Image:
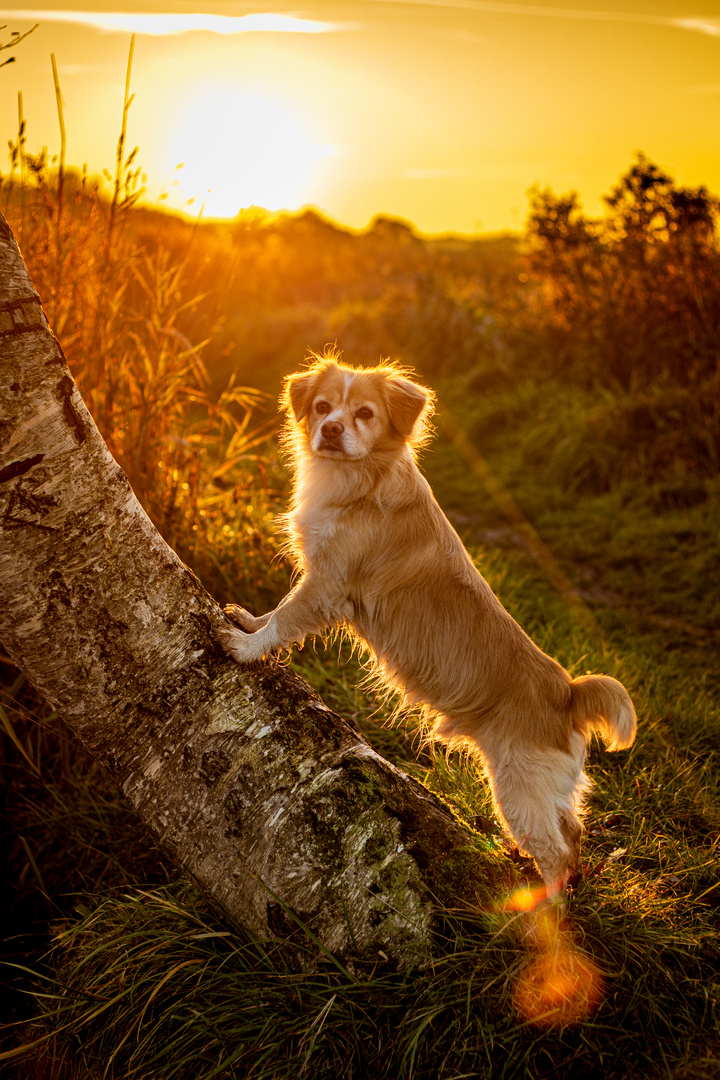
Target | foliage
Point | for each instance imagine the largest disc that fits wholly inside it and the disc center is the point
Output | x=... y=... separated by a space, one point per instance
x=579 y=448
x=633 y=298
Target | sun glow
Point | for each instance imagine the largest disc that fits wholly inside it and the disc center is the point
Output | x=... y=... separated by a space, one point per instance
x=239 y=149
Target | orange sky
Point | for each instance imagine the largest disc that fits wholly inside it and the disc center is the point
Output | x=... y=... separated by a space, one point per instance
x=443 y=113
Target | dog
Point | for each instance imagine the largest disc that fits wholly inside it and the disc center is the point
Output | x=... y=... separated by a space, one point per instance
x=378 y=556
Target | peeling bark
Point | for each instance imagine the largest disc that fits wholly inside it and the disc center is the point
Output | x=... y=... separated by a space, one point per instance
x=273 y=804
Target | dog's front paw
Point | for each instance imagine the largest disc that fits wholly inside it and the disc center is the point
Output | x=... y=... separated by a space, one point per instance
x=240 y=617
x=244 y=648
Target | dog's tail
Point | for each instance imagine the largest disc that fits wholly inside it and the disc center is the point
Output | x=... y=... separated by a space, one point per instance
x=601 y=704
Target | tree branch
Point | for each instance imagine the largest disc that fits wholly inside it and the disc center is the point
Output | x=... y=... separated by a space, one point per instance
x=276 y=807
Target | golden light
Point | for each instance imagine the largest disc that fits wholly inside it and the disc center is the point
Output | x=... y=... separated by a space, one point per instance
x=242 y=148
x=559 y=985
x=557 y=988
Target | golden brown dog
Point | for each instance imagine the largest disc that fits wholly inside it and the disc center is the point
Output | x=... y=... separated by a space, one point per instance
x=378 y=556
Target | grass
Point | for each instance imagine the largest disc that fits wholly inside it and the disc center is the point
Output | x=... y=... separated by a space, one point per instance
x=592 y=512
__________________________________________________
> _GIVEN TASK_
Copy out everything from the start of the listing down to the line containing "x=443 y=113", including that line, and add 94 to every x and y coordinate in the answers. Leave the pictures out.

> _ANSWER FOR THE TASK_
Image:
Target | foliage
Point | for each instance imagine the largest disc that fits wholly inside it and the disc center is the point
Output | x=... y=... separated by a space, one point per instance
x=673 y=542
x=727 y=392
Target | sun glow
Point | for each instance imagine the largest disc that fits wholly inside it and the disc center is the point
Output | x=... y=... separated by a space, one point per instance
x=333 y=243
Target | orange sky
Point | for each instance imagine the largest disc that fits wholly inside it and the disc center is the point
Output | x=... y=... separated by a space, one point per instance
x=537 y=207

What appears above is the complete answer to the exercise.